---------- TEXTO DE APOIO
Encaminhamento adequado das gestantes alcoólicas, com orientações, é o caminho mais promissor para prevenir a Síndrome Alcoólica Fetal (SAF)
Hermann Grinfeld* Publicado em 08/11/2024, às 06h00
O estudo sistemático da dependência feminina tem pouco mais de 50 anos, enquanto que a busca de abordagens que atendem às necessidades das mulheres tem uma história de somente 20 anos. Na verdade, atualmente já não existem dúvidas de que por muito tempo a dependência feminina permaneceu como um fenômeno largamente escondido na maioria dos países. Tão escondido que nos anos 80, quando a busca por tratamentos mais eficazes orientou a investigação científica no sentido de delimitar subgrupos e os movimentos feministas americanos passaram a defender a criação de programas terapêuticos mais adequados e sensíveis às prioridades das mulheres, esbarrou-se na extrema escassez de pesquisas que permitissem caracterizá-las enquanto subgrupo.
--------------------
---------- CONJUNTO DE DADOS
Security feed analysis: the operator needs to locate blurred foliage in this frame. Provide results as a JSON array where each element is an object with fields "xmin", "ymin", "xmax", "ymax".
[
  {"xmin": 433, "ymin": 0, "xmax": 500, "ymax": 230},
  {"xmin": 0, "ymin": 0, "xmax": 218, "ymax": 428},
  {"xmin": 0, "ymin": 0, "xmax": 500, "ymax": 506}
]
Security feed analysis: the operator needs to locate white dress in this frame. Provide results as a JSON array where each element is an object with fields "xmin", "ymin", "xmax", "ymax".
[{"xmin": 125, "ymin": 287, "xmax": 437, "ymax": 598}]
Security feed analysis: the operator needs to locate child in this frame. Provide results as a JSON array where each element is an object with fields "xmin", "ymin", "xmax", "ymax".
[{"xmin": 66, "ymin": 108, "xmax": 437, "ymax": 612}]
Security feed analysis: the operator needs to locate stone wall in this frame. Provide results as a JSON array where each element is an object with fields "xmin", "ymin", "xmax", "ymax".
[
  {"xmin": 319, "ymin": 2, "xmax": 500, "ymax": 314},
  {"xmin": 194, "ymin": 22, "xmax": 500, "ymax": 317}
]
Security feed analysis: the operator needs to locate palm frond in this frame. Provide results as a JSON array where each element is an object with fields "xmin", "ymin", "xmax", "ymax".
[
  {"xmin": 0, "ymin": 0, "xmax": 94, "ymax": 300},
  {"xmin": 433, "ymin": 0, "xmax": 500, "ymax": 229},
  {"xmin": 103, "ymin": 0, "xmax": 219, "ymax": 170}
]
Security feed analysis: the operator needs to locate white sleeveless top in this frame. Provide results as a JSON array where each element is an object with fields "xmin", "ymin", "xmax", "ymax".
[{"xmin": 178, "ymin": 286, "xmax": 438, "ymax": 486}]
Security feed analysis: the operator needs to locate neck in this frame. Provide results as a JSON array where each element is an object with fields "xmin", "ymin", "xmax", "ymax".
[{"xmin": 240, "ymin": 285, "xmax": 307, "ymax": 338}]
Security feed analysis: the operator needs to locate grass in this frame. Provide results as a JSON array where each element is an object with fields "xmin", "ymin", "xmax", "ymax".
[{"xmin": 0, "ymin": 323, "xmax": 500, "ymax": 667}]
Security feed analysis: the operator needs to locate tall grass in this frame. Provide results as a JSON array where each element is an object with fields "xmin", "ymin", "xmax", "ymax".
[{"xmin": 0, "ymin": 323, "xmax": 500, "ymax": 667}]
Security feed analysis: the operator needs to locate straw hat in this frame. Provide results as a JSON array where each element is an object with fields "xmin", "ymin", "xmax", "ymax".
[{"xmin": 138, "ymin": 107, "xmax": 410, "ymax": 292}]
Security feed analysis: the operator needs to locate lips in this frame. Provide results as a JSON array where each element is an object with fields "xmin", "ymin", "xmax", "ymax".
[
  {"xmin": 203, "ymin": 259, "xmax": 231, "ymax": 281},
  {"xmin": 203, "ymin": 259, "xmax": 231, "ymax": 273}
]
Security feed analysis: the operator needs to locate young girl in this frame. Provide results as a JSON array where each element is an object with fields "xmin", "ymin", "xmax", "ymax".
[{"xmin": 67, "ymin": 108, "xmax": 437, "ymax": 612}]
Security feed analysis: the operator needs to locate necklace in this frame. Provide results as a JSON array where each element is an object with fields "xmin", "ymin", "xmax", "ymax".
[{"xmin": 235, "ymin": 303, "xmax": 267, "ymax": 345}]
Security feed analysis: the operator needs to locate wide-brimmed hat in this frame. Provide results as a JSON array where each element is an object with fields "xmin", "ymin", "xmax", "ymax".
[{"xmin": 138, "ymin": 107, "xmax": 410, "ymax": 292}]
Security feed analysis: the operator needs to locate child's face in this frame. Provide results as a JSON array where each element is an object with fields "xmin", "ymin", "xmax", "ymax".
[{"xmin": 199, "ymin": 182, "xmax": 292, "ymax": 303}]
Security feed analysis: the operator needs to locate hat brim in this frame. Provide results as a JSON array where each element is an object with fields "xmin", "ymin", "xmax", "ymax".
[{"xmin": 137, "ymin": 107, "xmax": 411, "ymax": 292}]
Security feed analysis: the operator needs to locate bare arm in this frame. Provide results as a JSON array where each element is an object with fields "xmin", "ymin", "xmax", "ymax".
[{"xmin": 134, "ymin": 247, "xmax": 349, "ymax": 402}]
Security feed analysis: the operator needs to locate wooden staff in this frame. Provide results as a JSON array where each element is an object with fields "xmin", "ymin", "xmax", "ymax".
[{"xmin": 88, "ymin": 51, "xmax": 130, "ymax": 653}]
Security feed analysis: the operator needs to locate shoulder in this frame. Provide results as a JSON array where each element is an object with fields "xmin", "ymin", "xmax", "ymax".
--------------------
## O QUE FAZER:
Copie do texto de apoio, sem mudar nada, o trecho que vai de "Hermann Grinfeld* Publicado" até "caracterizá-las enquanto subgrupo.".

## SOLUÇÃO DA TAREFA:
Hermann Grinfeld* Publicado em 08/11/2024, às 06h00
O estudo sistemático da dependência feminina tem pouco mais de 50 anos, enquanto que a busca de abordagens que atendem às necessidades das mulheres tem uma história de somente 20 anos. Na verdade, atualmente já não existem dúvidas de que por muito tempo a dependência feminina permaneceu como um fenômeno largamente escondido na maioria dos países. Tão escondido que nos anos 80, quando a busca por tratamentos mais eficazes orientou a investigação científica no sentido de delimitar subgrupos e os movimentos feministas americanos passaram a defender a criação de programas terapêuticos mais adequados e sensíveis às prioridades das mulheres, esbarrou-se na extrema escassez de pesquisas que permitissem caracterizá-las enquanto subgrupo.